[Natural language region descriptions]
-- Opening Marker --
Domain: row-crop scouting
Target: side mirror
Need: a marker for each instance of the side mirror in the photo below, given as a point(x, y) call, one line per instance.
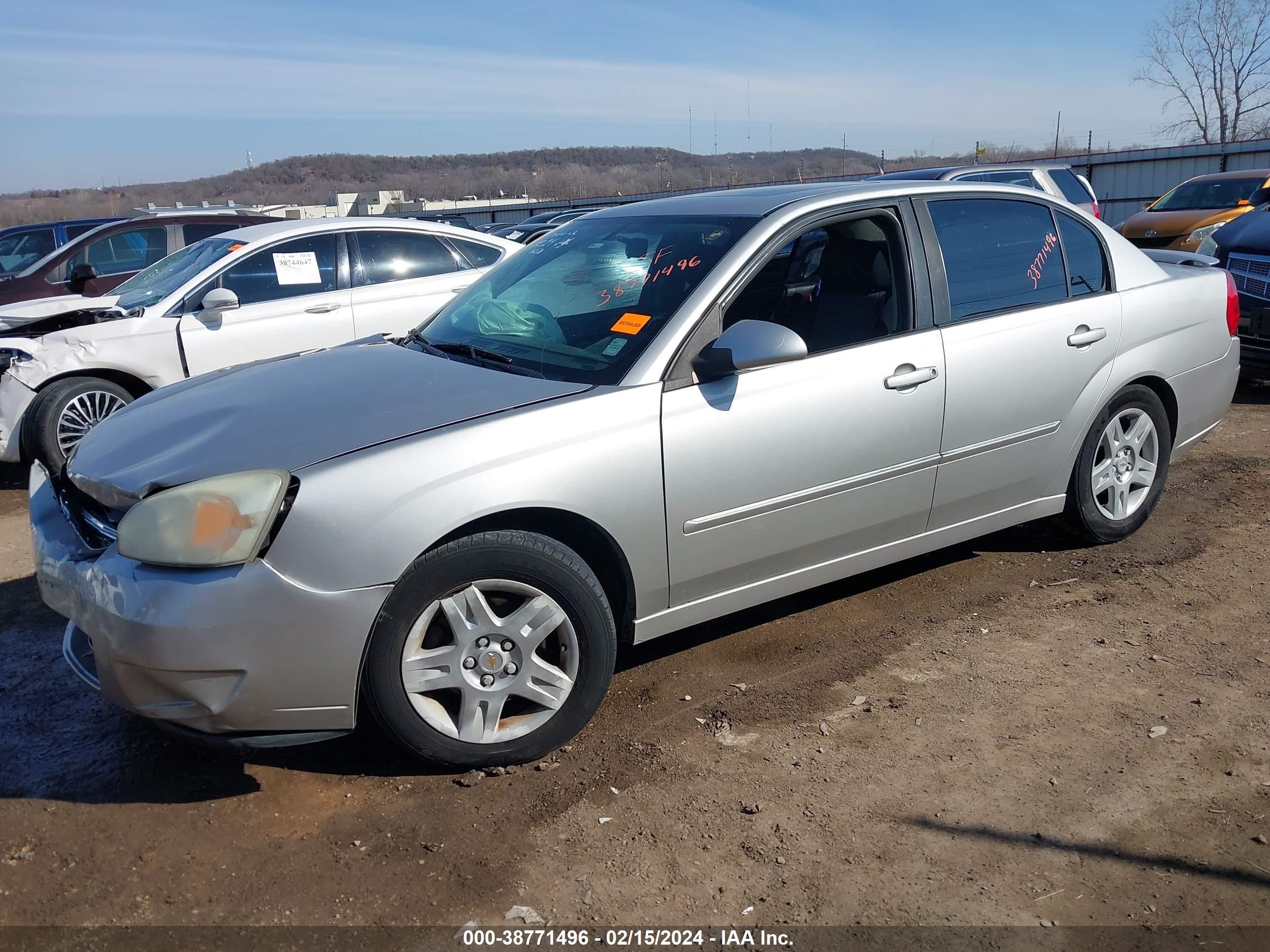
point(219, 300)
point(746, 345)
point(80, 276)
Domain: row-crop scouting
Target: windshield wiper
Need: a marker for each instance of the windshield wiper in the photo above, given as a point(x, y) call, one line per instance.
point(477, 353)
point(492, 360)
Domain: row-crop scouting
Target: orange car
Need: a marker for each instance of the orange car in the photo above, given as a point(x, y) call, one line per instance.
point(1193, 211)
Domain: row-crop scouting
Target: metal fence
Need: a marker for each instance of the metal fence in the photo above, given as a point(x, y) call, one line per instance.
point(1123, 182)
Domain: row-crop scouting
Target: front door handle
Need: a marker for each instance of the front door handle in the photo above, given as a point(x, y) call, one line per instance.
point(1086, 336)
point(907, 376)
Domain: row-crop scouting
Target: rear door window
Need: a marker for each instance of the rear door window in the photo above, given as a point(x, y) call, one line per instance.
point(400, 256)
point(291, 270)
point(999, 256)
point(124, 252)
point(1074, 191)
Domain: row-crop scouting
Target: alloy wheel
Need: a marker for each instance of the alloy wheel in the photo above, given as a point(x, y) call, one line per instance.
point(491, 662)
point(1126, 464)
point(82, 414)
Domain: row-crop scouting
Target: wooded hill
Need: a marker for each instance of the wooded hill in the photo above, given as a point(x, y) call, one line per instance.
point(576, 173)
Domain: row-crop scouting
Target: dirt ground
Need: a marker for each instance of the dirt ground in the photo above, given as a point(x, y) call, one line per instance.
point(959, 739)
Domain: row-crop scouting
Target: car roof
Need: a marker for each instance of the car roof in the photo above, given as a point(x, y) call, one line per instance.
point(1244, 174)
point(312, 226)
point(942, 170)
-- Closing Marker --
▸ Instructions to follow:
Please write out, exactly as they appear above, only the lines in the stretch from the line with "Need: a marker for each instance of the orange" through the line with "Target: front door handle".

▸ Answer section:
Need: a marker for each instance of the orange car in the photo above, given as a point(x, y) call, one line per instance.
point(1193, 211)
Domain: row-crop scouting
Target: metal fence
Need: a marker for each instance of the metal fence in the photo above, given as a point(x, y) call, one line per instance.
point(1123, 182)
Domain: row-crop scouting
Target: front door handle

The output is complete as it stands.